* Stated goal 1 *
Copy out the records between the start of the records and the line holding "[[[115,241],[114,242],[114,245],[121,245],[121,242],[119,241]]]", inclusive, reproducing each line unchanged.

* Source passage *
=-=-=-=-=

The life of John Bunyan is one among the many which comes within this description of character. He demands by just right, a niche in the archives of great men. Not indeed the great men, in the vocabulary of this world's esteem; for his lot was cast among the humbler walks of life; neither among the wise or learned of
this world (as the apostle calls them) nor of the princes of this world, which come to nought; but among the wise and learned which maketh wise unto salvation, through the faith which is in Christ Jesus. 2 Tim. iii. 15. And here John Bunyan stands eminently distinguished; and the coat of arms he bears, as one of that august family whose names are written in the book of life, is according to the heraldry of heaven, and will be held in everlasting remembrance.

=-=-=-=-=

* Stated goal 2 *
Rewrite the passage on John Bunyan's life between "The life of" and "in everlasting remembrance.", inclusive, with "archives" changed to "annals".

=-=-=-=-=

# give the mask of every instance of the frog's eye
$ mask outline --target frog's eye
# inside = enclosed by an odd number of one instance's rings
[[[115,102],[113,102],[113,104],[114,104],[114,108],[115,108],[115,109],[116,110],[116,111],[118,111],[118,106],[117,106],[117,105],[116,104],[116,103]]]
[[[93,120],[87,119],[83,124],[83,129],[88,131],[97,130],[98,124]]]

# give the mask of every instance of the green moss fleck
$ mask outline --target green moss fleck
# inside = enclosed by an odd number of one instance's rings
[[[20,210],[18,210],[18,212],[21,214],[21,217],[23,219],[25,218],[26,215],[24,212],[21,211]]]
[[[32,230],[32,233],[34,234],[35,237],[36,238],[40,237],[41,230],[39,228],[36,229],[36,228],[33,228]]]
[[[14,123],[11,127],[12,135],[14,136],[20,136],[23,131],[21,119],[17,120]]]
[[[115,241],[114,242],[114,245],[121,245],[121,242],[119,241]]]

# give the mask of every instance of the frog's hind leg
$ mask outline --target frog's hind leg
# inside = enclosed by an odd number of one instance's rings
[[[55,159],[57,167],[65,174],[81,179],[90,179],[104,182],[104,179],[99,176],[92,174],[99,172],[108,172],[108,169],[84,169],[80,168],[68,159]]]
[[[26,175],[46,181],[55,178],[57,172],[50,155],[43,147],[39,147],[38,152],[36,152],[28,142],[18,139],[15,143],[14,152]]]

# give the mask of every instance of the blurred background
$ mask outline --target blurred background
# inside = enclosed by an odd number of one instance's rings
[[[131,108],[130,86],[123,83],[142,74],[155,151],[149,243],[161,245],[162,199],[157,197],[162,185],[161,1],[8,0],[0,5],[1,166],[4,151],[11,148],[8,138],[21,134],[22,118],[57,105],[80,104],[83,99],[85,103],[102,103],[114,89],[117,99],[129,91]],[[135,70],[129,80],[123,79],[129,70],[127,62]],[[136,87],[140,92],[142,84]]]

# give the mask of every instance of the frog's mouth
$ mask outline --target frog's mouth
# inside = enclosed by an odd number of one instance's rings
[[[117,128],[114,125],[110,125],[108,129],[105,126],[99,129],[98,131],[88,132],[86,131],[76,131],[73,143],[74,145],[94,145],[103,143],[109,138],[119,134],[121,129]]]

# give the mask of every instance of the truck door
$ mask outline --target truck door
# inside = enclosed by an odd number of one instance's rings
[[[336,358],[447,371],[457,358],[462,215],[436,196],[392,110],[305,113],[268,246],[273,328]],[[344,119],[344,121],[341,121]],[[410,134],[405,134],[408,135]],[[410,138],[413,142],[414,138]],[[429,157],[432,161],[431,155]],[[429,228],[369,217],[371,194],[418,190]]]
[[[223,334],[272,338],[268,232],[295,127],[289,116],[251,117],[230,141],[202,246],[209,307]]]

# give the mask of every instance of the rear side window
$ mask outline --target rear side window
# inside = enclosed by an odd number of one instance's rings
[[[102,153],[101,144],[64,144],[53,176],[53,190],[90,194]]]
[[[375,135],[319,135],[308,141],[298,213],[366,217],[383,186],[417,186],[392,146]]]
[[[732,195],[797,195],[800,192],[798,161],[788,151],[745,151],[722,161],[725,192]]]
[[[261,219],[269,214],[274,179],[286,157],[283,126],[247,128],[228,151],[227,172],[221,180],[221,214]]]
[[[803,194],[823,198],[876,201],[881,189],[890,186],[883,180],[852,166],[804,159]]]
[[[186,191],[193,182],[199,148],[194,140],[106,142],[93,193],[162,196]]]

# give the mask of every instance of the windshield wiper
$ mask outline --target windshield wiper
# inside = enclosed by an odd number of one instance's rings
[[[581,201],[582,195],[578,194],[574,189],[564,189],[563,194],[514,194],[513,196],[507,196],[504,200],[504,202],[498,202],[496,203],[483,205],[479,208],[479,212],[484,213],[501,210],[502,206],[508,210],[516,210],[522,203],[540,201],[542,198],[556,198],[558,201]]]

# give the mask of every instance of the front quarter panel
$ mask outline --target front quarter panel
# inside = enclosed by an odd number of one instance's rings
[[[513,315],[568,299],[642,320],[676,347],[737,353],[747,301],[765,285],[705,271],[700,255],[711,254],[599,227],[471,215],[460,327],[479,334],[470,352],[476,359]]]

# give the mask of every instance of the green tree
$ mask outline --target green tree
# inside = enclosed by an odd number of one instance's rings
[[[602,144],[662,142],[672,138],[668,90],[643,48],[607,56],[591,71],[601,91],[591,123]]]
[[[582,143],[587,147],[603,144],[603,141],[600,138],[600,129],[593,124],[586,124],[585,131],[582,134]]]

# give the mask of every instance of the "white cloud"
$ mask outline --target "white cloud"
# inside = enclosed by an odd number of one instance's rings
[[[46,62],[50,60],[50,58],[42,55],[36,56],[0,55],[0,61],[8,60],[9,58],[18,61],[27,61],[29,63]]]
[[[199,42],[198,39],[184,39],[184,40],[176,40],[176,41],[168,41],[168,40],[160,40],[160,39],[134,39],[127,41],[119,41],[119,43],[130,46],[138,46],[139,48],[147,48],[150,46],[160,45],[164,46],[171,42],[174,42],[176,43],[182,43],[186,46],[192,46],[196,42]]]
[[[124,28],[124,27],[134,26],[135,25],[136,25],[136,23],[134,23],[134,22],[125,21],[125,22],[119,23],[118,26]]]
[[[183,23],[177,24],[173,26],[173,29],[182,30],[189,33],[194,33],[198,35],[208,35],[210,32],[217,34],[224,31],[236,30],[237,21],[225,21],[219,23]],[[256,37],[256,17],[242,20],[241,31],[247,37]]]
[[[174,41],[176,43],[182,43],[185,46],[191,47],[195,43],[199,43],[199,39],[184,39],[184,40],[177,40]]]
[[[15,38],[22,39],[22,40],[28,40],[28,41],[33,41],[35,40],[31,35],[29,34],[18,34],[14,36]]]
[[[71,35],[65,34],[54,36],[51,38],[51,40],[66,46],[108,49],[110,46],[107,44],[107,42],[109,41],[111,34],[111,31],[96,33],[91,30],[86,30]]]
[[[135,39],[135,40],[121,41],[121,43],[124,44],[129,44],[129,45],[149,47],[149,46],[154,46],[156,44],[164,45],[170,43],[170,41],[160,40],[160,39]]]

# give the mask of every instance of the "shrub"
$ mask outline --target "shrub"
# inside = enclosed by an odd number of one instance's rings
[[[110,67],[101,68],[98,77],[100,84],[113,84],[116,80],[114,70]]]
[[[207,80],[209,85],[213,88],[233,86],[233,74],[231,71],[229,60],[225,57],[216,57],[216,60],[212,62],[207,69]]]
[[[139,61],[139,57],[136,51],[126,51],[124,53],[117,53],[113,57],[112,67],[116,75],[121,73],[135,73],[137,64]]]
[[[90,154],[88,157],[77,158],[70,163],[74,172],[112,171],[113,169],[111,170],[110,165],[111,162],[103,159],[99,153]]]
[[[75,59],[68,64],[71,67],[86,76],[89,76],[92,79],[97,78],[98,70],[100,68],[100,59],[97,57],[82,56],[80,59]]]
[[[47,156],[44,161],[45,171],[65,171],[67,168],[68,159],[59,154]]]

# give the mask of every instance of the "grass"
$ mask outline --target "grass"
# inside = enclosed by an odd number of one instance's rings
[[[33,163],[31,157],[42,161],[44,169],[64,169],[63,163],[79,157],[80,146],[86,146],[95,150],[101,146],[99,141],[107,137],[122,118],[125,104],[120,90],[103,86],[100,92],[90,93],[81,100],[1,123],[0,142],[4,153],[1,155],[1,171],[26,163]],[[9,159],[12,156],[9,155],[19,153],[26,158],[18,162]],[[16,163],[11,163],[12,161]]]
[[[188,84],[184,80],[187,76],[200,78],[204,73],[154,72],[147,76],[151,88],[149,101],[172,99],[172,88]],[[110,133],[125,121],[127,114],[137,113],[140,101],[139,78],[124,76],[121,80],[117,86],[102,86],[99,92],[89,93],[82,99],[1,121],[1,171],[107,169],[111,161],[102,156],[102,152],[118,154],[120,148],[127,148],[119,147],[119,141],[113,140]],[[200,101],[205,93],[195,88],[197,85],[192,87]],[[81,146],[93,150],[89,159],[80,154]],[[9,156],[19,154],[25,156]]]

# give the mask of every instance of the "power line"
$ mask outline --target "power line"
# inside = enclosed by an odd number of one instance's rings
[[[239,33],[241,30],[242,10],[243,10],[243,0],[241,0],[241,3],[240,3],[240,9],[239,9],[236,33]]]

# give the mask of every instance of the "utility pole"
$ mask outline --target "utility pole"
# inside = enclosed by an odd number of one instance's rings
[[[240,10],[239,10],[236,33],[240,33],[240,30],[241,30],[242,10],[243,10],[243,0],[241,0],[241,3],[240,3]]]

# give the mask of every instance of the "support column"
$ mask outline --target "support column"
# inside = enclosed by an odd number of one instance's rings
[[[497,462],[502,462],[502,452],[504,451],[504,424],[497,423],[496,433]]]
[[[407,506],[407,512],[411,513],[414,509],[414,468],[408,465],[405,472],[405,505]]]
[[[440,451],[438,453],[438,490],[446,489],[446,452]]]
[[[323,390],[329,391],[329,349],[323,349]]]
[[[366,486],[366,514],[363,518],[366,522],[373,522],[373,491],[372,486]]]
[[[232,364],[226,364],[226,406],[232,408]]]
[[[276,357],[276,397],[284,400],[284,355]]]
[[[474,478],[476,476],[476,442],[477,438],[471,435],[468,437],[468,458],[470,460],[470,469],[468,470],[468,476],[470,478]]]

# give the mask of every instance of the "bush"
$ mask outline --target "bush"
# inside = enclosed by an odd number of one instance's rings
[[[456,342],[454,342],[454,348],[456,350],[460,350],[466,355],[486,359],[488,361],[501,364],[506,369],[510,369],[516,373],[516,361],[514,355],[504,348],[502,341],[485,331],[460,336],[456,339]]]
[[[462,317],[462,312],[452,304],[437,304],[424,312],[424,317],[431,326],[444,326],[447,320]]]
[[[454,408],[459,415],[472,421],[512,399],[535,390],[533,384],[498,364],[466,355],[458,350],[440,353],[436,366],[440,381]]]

=-=-=-=-=

* Response 1 *
# give the mask of every instance of the frog's eye
$ mask outline --target frog's eye
# inside = enclosed by an odd number of one instance's rings
[[[115,102],[113,102],[113,104],[114,104],[114,108],[115,108],[115,109],[116,110],[116,111],[118,111],[118,106],[117,106],[117,105],[116,104],[116,103]]]
[[[93,120],[87,119],[83,124],[83,129],[88,131],[97,130],[98,124]]]

# give the mask of every instance of the green moss fleck
$ mask outline --target green moss fleck
# inside = enclosed by an odd number of one instance's rings
[[[20,210],[18,210],[18,212],[21,214],[21,217],[23,219],[25,218],[26,215],[24,212],[21,211]]]
[[[32,230],[32,233],[34,234],[35,237],[36,238],[40,237],[41,230],[39,228],[36,229],[36,228],[33,228]]]
[[[14,123],[11,127],[12,135],[14,136],[20,136],[23,131],[21,119],[17,120]]]
[[[115,241],[114,242],[114,245],[121,245],[121,242],[119,241]]]

* Response 2 *
The life of John Bunyan is one among the many which comes within this description of character. He demands by just right, a niche in the annals of great men. Not indeed the great men, in the vocabulary of this world's esteem; for his lot was cast among the humbler walks of life; neither among the wise or learned of
this world (as the apostle calls them) nor of the princes of this world, which come to nought; but among the wise and learned which maketh wise unto salvation, through the faith which is in Christ Jesus. 2 Tim. iii. 15. And here John Bunyan stands eminently distinguished; and the coat of arms he bears, as one of that august family whose names are written in the book of life, is according to the heraldry of heaven, and will be held in everlasting remembrance.